TASK TO COMPLETE:
Pull out every line in the rows below that contains the word "nose" and copy each one as it stands.

= = =

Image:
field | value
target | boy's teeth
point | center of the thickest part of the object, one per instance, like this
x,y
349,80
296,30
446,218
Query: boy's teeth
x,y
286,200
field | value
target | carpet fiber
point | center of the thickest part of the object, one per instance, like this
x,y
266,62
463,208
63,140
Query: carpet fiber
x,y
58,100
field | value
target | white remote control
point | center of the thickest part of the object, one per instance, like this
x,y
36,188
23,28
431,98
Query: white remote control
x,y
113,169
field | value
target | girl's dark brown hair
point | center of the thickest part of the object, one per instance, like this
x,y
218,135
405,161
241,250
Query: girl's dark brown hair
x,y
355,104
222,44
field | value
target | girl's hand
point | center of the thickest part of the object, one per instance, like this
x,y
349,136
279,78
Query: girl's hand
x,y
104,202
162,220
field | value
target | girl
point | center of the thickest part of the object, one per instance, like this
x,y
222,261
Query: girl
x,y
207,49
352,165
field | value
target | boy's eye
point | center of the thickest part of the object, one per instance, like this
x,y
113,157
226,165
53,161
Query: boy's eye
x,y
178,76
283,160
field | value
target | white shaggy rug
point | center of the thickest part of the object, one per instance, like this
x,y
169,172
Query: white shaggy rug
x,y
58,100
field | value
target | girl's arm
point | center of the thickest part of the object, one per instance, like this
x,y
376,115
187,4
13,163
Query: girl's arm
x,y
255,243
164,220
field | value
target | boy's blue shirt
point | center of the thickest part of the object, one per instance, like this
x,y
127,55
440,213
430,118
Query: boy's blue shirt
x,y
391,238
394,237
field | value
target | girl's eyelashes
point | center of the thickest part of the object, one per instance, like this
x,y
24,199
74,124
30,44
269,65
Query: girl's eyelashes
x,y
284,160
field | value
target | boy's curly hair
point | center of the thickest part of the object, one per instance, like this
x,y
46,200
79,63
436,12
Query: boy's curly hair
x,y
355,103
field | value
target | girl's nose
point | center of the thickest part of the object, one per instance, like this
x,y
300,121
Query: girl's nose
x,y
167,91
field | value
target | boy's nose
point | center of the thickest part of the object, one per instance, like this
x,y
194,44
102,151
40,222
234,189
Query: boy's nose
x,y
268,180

= = =

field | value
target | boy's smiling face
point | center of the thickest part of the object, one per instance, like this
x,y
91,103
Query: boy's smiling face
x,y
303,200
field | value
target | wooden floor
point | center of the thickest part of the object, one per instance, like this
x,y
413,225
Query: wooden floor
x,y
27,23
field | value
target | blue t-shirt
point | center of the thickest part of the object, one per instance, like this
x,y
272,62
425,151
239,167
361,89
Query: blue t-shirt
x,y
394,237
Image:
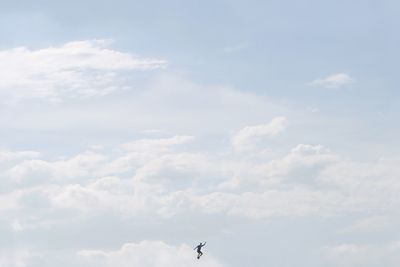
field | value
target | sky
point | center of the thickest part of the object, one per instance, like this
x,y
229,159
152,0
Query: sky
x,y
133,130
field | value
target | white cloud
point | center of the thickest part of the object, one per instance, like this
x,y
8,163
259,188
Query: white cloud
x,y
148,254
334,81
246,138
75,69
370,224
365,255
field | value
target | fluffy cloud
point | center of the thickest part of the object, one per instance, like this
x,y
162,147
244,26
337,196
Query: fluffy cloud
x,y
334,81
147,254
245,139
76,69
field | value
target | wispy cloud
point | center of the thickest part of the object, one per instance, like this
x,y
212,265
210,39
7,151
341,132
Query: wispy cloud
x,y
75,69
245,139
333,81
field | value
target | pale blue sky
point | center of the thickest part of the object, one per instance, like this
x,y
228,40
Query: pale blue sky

= = =

COMPLETE RESPONSE:
target | girl's nose
Query: girl's nose
target | boy's nose
Query: boy's nose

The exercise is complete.